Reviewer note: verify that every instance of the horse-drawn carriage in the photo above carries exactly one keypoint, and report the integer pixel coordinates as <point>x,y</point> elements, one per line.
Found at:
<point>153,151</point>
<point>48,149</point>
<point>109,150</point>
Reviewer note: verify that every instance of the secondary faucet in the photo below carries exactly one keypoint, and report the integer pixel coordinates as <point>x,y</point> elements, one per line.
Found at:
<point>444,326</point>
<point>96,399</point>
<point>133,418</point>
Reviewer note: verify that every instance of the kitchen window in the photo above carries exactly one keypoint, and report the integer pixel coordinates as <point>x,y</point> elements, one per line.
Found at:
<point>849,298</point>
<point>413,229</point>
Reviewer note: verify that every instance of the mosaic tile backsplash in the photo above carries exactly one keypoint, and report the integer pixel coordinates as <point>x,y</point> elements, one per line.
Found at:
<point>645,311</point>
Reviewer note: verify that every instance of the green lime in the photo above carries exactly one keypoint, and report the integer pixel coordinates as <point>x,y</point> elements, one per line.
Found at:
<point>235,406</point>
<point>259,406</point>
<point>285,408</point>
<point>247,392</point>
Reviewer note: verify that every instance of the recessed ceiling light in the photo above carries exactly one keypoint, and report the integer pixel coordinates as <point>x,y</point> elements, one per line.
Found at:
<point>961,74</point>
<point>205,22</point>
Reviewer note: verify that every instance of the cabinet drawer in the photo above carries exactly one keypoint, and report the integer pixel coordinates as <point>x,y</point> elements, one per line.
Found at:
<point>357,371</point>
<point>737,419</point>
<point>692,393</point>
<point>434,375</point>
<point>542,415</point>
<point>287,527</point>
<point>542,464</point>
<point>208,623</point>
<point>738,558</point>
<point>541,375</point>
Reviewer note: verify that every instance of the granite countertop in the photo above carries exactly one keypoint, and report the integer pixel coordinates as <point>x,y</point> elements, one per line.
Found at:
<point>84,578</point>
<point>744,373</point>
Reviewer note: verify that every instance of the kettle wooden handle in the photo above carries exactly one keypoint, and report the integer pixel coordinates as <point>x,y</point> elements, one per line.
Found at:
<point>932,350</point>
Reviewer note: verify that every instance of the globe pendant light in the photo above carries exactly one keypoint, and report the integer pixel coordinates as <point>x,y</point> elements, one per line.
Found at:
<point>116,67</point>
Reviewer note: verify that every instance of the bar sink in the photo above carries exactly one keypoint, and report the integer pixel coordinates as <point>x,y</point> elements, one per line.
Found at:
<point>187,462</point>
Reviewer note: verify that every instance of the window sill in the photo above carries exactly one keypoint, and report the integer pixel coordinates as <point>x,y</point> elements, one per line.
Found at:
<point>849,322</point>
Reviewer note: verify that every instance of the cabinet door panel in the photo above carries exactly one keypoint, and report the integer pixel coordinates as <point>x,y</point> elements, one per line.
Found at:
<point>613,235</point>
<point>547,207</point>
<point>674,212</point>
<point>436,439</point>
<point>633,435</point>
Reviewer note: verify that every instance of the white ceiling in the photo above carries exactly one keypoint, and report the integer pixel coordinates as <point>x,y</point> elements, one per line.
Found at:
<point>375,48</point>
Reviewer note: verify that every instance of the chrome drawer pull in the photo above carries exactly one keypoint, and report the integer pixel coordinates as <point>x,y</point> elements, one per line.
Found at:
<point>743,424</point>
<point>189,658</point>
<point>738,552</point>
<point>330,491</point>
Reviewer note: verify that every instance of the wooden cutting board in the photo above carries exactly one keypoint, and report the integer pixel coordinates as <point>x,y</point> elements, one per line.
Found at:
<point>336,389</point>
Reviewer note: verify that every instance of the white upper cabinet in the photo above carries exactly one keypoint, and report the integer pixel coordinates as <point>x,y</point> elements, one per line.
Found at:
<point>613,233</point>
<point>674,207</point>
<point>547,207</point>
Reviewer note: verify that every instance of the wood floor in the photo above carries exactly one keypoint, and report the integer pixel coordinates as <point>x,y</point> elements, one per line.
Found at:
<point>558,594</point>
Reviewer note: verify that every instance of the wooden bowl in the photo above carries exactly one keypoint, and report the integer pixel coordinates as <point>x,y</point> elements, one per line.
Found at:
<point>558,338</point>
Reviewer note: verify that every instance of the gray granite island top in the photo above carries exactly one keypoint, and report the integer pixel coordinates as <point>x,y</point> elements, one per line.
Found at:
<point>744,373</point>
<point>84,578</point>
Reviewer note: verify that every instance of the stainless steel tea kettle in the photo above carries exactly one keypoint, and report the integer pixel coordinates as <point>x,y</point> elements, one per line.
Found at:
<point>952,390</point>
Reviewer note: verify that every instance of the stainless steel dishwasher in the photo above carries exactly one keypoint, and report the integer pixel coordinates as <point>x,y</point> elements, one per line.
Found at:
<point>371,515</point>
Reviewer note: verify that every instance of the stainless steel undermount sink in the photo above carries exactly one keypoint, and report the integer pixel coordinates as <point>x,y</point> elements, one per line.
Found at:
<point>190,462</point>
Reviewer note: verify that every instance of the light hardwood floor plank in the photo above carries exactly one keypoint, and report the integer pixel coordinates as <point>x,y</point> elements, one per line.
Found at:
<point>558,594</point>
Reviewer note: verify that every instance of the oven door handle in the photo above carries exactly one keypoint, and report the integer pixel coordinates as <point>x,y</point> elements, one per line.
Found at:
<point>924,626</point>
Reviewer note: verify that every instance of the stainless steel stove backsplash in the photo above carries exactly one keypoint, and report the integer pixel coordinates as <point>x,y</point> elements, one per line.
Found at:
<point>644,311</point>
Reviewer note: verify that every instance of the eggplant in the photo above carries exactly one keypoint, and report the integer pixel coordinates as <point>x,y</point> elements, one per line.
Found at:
● ● ●
Task details: Substitute "marker" for each "keypoint" and reproduce all of the material above, leaving everything else unchanged.

Response:
Reviewer note: verify that every instance of the horse-drawn carriage in the photo above carries exactly one marker, and report the integer pixel coordinates as <point>x,y</point> elements, one per line.
Found at:
<point>153,151</point>
<point>48,149</point>
<point>109,150</point>
Reviewer note: verify that every instance of the secondary faucet in the photo below carries exactly one marker, and report the integer pixel coordinates as <point>x,y</point> elements, one per line.
Found at:
<point>444,326</point>
<point>96,399</point>
<point>133,418</point>
Reviewer note: verify that every instance of the kitchen window in the photo above carries exactly one marker, and report the integer pixel coordinates as <point>x,y</point> elements, one per line.
Found at:
<point>849,298</point>
<point>413,229</point>
Reviewer note: verify that every instance of the mosaic tile backsplash in the photo above carries exactly one marker, and report the integer pixel coordinates as <point>x,y</point> elements, one per line.
Found at:
<point>645,311</point>
Reviewer note: verify that every instance of the green lime in the photo above carries exactly one marker, and report the integer pixel coordinates as <point>x,y</point> elements, one per line.
Found at:
<point>235,406</point>
<point>259,406</point>
<point>285,408</point>
<point>247,392</point>
Reviewer note: verify that every instance of the recessed ceiling light in the photo above carries exactly one marker, and report the integer pixel coordinates as <point>x,y</point> elements, one per line.
Found at:
<point>961,74</point>
<point>205,22</point>
Reviewer note: verify that every instance of the cabinet drawer in the photo above carries exactly one marker, and report the integer pixel coordinates as <point>x,y</point> elements, one per line.
Found at:
<point>357,371</point>
<point>737,419</point>
<point>692,393</point>
<point>434,375</point>
<point>542,415</point>
<point>287,527</point>
<point>542,464</point>
<point>208,623</point>
<point>738,558</point>
<point>541,375</point>
Reviewer note: verify that every instance of the granite countertop in the photo above carries exactly one marker, and report the integer pixel coordinates as <point>x,y</point> elements, one per line.
Found at:
<point>84,578</point>
<point>744,373</point>
Reviewer note: verify that every instance of the kettle wooden handle in the photo above carries exactly one marker, and report the integer pixel coordinates as <point>x,y</point> elements, one per line.
Found at:
<point>932,350</point>
Reviewer note: verify that every instance of the globe pendant light in the photo above carries exactly one marker, and report the integer pixel coordinates as <point>x,y</point> elements, one per line.
Found at:
<point>116,67</point>
Reviewer note: verify that every instance of the bar sink in the photo above carries exactly one marker, and report the integer pixel coordinates as <point>x,y</point> elements, one per line.
Found at:
<point>187,462</point>
Reviewer note: verify that every instance of the window sill in the photo above carries exactly one marker, and report the integer pixel coordinates as <point>x,y</point> elements, one per line.
Found at:
<point>849,322</point>
Reviewer note: verify that every instance of the cabinet door panel in the photo above carries exactly one marker, and report the integer pixel coordinates as <point>x,y</point> elements, one per line.
Found at:
<point>613,235</point>
<point>547,207</point>
<point>674,212</point>
<point>436,439</point>
<point>633,435</point>
Reviewer note: verify that every instance of the white ceiling in the photo above carries exactly one marker, and report the integer pixel coordinates as <point>x,y</point> elements, one per line.
Found at:
<point>375,48</point>
Reviewer note: verify that every instance of the chrome drawer pull in the photo above carries exactly one marker, and report the integer pixel coordinates as <point>x,y</point> elements, one per line.
Found at:
<point>743,424</point>
<point>189,658</point>
<point>738,552</point>
<point>330,491</point>
Reviewer note: verify that every instance of the wooden cutting board in the photo above carries exactly one marker, and report the integer pixel coordinates as <point>x,y</point> elements, one per line.
Found at:
<point>336,389</point>
Reviewer note: verify that every instance of the white upper cabinet in the photo above carries exactly one marker, and report the integer pixel coordinates as <point>x,y</point> elements, one per line.
Found at:
<point>613,233</point>
<point>674,207</point>
<point>547,207</point>
Reviewer note: verify that every instance of the wood floor in the photo above carries exactly one marker, and report the integer pixel coordinates as <point>x,y</point> elements, one per line.
Found at:
<point>558,594</point>
Reviewer note: verify that every instance of the wooden bowl in the photo above carries exactly one marker, and report the integer pixel coordinates as <point>x,y</point> elements, one per line.
Found at:
<point>558,338</point>
Reviewer note: verify that every instance of the gray granite island top in the photo above carries exactly one marker, and report the integer pixel coordinates as <point>x,y</point> elements, one per line.
Found at:
<point>744,373</point>
<point>84,578</point>
Reviewer note: verify that every instance of the stainless steel tea kettle in the photo above carries exactly one marker, and report the integer pixel coordinates as <point>x,y</point> elements, one per line.
Found at:
<point>952,390</point>
Reviewer note: verify that every instance of the stainless steel dishwasher in the photo above carries exactly one marker, and report the integer pixel coordinates as <point>x,y</point> elements, one per line.
Found at:
<point>371,515</point>
Reviewer note: verify that every instance of the stainless steel undermount sink in the photo above carries exactly one marker, and report the integer pixel coordinates as <point>x,y</point> elements, one per line.
Found at:
<point>190,462</point>
Reviewer note: verify that every instance of the light hardwood floor plank in the photo above carries exactly one marker, and report the integer pixel coordinates as <point>x,y</point> elements, one per line.
Found at:
<point>558,594</point>
Reviewer note: verify that every instance of the oven door handle in the photo above carries exactly one marker, and report the integer pixel coordinates as <point>x,y</point> elements, one per line.
Found at:
<point>924,626</point>
Reviewer note: verify that every instance of the stainless steel stove backsplash in the photo above carries exactly one marker, and report the integer pixel coordinates as <point>x,y</point> elements, one per line.
Found at:
<point>644,311</point>
Reviewer note: verify that every instance of the eggplant in the photo above carries exactly one marker, and report the integer pixel coordinates as <point>x,y</point> elements, one per line.
Found at:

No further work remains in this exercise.